One explanation for the Germanic dominance of Europe focuses on the incredibly violent and martial nature of their culture.  Of course, the Romans and the Greeks before them had celebrated warrior prowess, and all of these cultures awarded political rights to those who had demonstrated their military skills in service.  However, violence was apparently deeply embedded in Germanic warrior culture.  Well into the tenth and eleventh centuries, Scandinavians celebrated young men who went viking, a term that involved travel, conquest, trade, and plunder; this verb is the origin of the people known as Vikings, discussed below.  The Germanic people often buried their warriors with their weapons and with their plunder, and their burial mounds sometimes featured not only trophies of war, but also the vehicles for conquest–ships filled with weapons– in addition to armor, coin collections, favored animals, and other prized belongings.  In short, because pagan, Germanic peoples were illiterate, our understanding of this violent warrior culture relies quite a bit on outside observers, such as Tacitus, and on archaeological evidence, often found at grave sites.

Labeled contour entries
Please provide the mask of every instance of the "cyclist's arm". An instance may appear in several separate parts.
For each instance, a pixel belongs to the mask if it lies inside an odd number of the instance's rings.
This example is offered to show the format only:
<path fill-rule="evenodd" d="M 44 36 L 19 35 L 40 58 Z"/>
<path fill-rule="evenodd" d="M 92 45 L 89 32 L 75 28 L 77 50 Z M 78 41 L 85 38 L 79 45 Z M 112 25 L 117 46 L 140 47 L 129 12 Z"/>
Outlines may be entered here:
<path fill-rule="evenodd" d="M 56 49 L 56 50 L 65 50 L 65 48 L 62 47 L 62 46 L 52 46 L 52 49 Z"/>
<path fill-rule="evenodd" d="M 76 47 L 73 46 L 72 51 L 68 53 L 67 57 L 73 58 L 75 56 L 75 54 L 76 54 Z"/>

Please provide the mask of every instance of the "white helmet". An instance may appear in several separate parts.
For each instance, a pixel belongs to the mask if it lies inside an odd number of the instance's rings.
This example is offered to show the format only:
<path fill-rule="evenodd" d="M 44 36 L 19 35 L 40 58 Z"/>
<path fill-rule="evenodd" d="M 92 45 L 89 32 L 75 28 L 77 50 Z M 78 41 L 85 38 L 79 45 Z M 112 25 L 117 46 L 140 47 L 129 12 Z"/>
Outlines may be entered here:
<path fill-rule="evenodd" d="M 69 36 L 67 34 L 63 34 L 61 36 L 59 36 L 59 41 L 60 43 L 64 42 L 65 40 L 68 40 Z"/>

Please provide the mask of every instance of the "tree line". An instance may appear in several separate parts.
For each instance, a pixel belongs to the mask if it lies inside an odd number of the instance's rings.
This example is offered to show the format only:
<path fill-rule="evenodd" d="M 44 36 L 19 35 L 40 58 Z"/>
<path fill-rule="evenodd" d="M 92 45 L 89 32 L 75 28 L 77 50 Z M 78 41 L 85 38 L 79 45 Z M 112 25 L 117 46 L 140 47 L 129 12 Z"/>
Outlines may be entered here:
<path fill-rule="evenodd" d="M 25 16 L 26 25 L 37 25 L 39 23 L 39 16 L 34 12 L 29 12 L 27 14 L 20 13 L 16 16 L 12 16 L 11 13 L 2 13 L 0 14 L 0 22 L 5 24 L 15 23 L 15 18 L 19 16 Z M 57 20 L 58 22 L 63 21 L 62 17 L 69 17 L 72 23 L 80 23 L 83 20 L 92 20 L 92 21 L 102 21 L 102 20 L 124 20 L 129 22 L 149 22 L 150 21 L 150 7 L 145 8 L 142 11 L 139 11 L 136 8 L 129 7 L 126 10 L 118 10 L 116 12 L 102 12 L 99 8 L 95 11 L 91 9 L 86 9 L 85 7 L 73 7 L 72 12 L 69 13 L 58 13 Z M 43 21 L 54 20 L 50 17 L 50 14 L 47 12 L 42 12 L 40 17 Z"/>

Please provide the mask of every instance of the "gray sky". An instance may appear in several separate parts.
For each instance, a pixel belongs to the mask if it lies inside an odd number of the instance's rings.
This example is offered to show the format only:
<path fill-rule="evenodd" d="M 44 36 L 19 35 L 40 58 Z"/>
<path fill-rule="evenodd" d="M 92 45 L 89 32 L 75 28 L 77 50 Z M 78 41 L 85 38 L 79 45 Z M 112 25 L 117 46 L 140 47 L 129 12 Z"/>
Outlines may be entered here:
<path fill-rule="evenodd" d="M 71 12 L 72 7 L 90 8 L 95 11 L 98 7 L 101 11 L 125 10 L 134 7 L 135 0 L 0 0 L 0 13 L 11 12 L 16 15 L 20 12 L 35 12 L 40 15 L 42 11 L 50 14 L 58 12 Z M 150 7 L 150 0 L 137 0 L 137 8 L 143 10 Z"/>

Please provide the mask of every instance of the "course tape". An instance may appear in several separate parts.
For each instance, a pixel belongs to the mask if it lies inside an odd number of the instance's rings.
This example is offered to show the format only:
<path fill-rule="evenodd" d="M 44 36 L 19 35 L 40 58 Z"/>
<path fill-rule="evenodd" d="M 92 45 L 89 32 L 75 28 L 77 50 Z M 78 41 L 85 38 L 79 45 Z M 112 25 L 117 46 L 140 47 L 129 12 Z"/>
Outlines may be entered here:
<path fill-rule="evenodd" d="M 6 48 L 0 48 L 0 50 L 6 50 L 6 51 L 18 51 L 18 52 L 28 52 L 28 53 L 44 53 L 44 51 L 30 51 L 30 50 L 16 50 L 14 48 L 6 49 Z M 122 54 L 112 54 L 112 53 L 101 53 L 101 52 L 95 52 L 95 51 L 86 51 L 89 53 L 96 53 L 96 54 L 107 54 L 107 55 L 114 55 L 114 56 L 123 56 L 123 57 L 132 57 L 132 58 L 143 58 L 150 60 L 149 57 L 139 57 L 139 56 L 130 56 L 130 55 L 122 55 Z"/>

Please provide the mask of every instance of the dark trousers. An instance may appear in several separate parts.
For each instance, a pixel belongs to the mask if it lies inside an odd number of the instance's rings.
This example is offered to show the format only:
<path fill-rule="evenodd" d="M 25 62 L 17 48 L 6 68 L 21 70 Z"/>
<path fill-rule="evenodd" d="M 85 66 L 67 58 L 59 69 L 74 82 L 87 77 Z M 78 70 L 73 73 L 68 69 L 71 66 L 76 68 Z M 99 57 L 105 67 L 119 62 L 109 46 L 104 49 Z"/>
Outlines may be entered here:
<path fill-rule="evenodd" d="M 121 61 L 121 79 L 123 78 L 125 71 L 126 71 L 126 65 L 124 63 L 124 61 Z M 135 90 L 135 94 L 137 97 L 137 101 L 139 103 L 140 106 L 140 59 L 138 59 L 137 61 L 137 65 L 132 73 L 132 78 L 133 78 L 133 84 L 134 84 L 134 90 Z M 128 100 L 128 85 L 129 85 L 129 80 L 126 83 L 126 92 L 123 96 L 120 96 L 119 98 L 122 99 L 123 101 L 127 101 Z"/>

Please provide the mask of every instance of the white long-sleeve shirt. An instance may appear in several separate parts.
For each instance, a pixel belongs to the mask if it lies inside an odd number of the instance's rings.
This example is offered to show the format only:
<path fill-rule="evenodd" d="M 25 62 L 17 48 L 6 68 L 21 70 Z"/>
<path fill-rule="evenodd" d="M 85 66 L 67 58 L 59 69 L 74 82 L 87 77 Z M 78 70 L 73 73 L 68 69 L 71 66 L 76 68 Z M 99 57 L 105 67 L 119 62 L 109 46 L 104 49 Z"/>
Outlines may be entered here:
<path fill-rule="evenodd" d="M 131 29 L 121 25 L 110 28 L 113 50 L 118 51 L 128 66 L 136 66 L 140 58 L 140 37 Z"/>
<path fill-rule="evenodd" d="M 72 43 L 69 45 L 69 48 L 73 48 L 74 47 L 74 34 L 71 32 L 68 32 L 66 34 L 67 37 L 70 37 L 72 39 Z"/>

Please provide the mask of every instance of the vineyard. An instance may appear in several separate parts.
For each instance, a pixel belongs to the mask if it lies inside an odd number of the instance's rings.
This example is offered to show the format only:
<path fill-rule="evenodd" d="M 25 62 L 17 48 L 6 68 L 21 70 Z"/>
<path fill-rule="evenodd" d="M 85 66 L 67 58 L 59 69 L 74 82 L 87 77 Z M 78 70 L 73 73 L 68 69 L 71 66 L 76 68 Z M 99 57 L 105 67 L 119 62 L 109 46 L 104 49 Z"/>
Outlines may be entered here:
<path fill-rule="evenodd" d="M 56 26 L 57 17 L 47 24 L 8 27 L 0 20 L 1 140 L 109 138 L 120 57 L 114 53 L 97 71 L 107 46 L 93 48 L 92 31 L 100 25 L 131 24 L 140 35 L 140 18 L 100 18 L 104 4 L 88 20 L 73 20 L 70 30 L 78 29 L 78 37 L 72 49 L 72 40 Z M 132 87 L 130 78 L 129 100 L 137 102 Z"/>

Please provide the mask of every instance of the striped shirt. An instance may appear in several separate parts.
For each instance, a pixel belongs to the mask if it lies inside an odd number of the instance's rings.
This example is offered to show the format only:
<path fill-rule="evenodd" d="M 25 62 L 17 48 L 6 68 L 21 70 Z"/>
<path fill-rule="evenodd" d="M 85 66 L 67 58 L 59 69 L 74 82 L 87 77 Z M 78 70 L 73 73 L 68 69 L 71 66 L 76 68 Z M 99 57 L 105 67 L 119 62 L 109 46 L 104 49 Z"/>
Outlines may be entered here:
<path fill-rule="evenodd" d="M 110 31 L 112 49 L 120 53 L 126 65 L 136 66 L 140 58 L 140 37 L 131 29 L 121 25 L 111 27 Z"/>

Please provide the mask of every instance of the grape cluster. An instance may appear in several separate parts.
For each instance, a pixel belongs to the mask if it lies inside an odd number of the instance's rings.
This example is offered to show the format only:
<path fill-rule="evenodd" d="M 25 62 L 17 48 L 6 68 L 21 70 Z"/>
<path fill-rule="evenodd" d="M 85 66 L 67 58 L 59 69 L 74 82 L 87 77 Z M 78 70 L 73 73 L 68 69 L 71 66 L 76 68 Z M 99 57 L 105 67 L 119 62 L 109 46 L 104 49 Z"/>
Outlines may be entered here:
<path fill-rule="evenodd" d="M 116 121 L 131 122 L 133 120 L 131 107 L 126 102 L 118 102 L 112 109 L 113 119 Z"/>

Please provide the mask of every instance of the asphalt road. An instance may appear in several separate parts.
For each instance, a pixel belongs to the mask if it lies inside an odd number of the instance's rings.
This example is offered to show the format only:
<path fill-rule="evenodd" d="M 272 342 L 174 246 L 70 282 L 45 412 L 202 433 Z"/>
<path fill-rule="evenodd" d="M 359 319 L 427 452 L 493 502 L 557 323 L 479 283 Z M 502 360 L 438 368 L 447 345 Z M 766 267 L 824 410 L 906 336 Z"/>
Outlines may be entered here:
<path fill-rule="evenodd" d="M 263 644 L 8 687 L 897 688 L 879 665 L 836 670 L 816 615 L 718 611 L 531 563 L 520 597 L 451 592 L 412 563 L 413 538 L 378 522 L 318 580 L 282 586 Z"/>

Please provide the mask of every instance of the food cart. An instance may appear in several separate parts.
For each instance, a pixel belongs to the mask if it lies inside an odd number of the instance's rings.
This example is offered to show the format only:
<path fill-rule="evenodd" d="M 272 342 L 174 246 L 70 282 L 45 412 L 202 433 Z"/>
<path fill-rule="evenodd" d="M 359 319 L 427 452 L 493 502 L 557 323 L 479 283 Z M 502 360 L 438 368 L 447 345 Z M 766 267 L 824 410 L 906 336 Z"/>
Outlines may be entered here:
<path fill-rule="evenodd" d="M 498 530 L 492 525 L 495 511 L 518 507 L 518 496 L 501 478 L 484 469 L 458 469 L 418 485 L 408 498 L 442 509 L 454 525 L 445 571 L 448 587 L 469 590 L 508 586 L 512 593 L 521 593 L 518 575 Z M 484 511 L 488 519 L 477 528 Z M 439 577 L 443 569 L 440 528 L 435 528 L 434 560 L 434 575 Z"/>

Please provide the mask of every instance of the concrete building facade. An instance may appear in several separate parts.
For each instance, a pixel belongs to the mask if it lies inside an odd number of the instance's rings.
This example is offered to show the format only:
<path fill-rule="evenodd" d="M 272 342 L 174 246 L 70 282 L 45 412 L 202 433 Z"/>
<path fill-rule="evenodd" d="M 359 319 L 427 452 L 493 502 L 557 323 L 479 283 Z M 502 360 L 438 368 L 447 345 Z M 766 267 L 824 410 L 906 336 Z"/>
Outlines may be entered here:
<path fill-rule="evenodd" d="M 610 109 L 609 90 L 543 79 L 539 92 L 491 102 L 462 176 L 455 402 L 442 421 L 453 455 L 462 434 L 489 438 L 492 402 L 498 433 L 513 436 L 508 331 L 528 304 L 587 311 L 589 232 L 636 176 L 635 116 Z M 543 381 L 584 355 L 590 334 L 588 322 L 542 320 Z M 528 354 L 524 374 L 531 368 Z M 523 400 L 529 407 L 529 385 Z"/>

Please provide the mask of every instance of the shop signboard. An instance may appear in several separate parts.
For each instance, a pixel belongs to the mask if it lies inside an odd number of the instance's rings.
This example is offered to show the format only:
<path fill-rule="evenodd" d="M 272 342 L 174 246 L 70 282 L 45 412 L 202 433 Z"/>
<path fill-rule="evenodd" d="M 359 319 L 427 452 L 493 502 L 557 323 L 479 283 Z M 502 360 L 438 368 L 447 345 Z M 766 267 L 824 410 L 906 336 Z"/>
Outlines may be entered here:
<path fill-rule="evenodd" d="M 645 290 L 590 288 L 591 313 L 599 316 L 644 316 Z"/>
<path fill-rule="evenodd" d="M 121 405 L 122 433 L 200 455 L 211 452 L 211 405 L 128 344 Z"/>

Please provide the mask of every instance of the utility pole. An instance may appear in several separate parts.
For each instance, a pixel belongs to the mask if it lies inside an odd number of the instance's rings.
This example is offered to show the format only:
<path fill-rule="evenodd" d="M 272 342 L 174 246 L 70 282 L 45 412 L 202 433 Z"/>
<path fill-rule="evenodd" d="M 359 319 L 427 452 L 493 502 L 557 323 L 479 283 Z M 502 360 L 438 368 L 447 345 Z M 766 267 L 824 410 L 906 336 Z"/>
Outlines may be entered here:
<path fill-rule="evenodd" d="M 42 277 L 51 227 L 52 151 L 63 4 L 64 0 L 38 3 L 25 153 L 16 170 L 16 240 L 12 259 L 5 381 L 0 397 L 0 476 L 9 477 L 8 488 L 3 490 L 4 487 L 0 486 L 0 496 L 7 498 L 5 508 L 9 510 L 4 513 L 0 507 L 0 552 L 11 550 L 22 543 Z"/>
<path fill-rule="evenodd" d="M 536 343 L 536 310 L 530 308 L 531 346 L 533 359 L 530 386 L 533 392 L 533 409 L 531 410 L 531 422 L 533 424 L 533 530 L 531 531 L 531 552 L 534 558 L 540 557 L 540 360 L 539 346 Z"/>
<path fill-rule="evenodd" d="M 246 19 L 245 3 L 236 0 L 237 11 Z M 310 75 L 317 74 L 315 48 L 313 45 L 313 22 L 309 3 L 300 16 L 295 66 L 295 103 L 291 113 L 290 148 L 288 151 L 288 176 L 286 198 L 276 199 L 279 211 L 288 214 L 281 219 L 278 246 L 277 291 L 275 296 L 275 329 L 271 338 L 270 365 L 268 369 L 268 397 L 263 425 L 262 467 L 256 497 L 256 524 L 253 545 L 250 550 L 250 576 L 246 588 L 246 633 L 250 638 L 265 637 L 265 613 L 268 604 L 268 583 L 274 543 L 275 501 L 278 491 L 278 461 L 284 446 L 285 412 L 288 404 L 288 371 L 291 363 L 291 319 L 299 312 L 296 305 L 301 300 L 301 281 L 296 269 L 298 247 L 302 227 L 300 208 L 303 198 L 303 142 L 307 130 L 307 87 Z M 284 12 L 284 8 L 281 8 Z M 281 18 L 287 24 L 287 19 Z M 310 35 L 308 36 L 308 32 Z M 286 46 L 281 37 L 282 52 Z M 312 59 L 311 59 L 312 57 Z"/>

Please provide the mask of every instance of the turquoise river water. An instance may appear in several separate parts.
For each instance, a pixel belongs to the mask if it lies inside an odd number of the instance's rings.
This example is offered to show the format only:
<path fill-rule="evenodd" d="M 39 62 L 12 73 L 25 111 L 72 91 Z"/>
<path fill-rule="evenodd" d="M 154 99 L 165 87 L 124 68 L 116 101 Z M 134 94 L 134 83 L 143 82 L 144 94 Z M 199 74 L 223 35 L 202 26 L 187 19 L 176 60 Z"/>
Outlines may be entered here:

## Requirement A
According to the passage on Germanic warrior culture, what did the term "viking" involve?
## Requirement B
Write what comes next in the passage on Germanic warrior culture, starting after its final sentence.

## Exercise response A
It involved travel, conquest, trade, and plunder.

## Exercise response B
Following the Germanic peoples’ conversions, missionaries and monks recorded enough elements of their culture in legal codes and in accounts of enduring customs, embedded in poetry, that historians now have a fairly solid understanding of the warrior culture that dominated Germanic societies.  The conversion of these illiterate, materialistic, and violent people to a religion that emphasized a holy book, asceticism, and turning the other cheek underscored the pliability of the Christian religion.  The process of conversion mostly occurred between the 300s to the 900s and, once converted, the inculcation of Christian beliefs and traditions often took centuries to complete. As a consequence of this protracted process, Germanic practices which predated the conversion, such as the ordeal and the distribution of plunder, survived into the High and even Late Middle Ages in some areas.

Despite their command over violent warriors, Germanic kings were relatively weak in terms of their influence on civil society.  They were essentially warband leaders, who commanded cohorts that frequently participated in raids and warfare.  Often aware of the legendary power of the Roman emperors, these kings sought to increase their authority, and many of them viewed the Church as an ally in elevating their prestige above rival chieftains.   Although these kings gained much more control over legal actions and the regulation of society during the High and Late Middle Ages, during the Early Middle Ages weak kingship and strong kinship characterized early medieval Germanic societies. Patriarchal clan leaders adjudicated disputes and regulated social relationships.  These chieftains tended to have more localized authority than the warband leaders, the kings.  Very gradually, with the adoption of Christianity the power of the kings waxed and the chieftains ceded some control over civil society to the emerging dynasties of monarchs.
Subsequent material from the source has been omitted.